- **Task prompt**
Show each line below that contains the string "metal". Case counts.

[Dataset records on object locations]
--- begin ---

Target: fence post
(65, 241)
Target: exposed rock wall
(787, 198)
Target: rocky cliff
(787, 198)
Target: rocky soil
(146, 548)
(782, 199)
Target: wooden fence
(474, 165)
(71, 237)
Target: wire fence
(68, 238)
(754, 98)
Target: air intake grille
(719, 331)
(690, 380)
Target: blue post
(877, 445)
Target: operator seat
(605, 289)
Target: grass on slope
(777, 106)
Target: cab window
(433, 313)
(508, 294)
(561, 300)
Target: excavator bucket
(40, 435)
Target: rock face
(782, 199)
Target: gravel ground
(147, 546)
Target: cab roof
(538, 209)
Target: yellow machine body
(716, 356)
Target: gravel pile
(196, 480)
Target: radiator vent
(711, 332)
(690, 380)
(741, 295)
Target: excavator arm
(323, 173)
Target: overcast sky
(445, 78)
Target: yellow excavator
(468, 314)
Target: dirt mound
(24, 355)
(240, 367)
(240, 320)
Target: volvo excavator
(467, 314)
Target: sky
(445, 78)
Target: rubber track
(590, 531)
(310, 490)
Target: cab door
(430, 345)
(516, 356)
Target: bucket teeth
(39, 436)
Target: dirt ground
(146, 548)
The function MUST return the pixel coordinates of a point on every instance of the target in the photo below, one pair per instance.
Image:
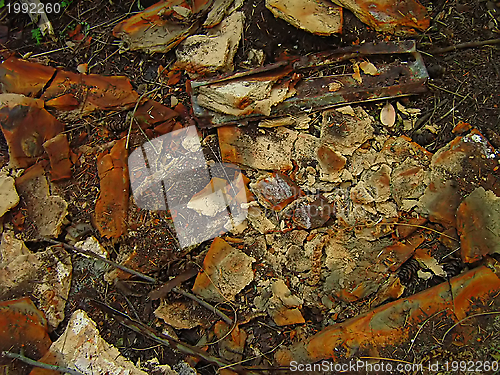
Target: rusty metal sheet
(315, 93)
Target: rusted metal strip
(315, 93)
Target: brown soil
(464, 87)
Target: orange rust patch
(395, 323)
(23, 327)
(330, 160)
(400, 252)
(111, 206)
(59, 156)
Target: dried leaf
(369, 68)
(388, 115)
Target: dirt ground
(464, 86)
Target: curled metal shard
(398, 78)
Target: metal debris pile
(297, 205)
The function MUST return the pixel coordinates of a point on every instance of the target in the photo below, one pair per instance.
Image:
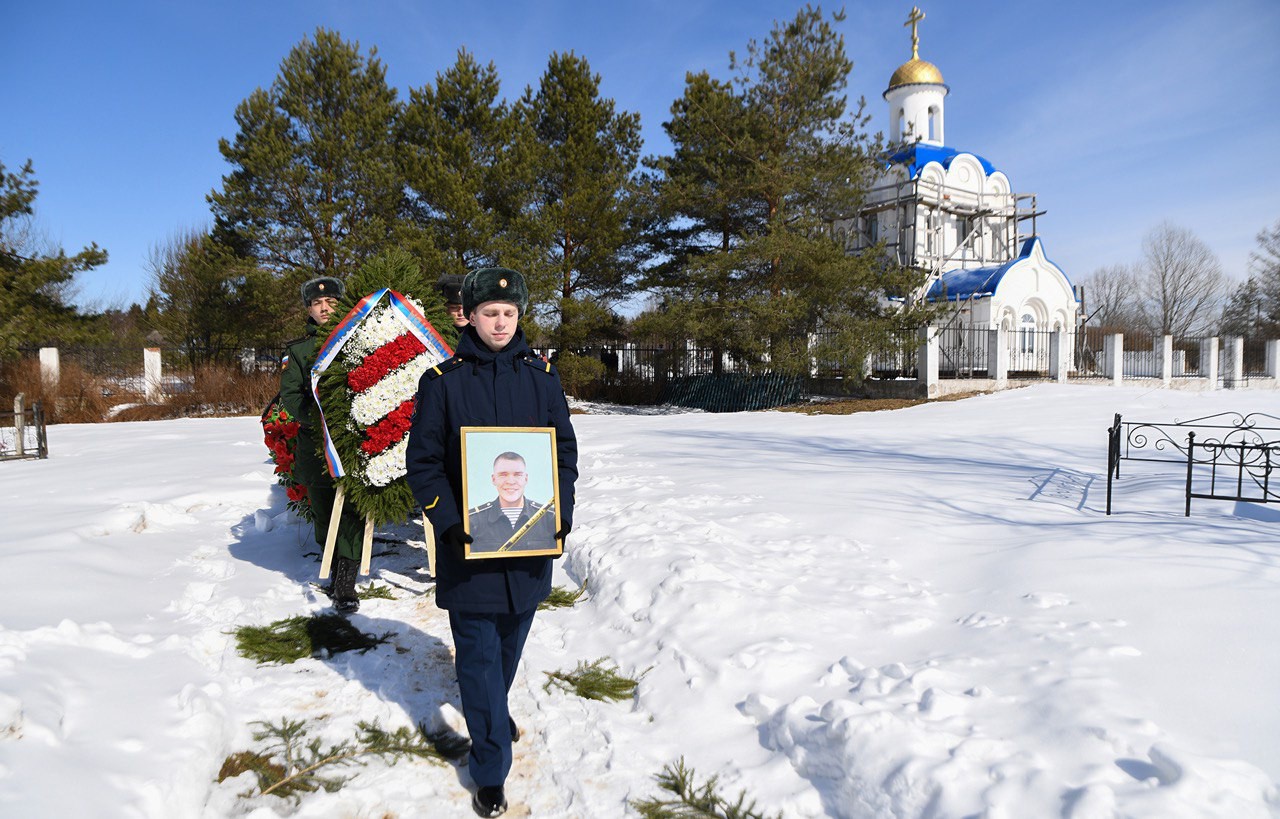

--- end ---

- **Solved exercise**
Target: rusty metal sheet
Target: rusted metal strip
Target: curled metal shard
Target: metal debris pile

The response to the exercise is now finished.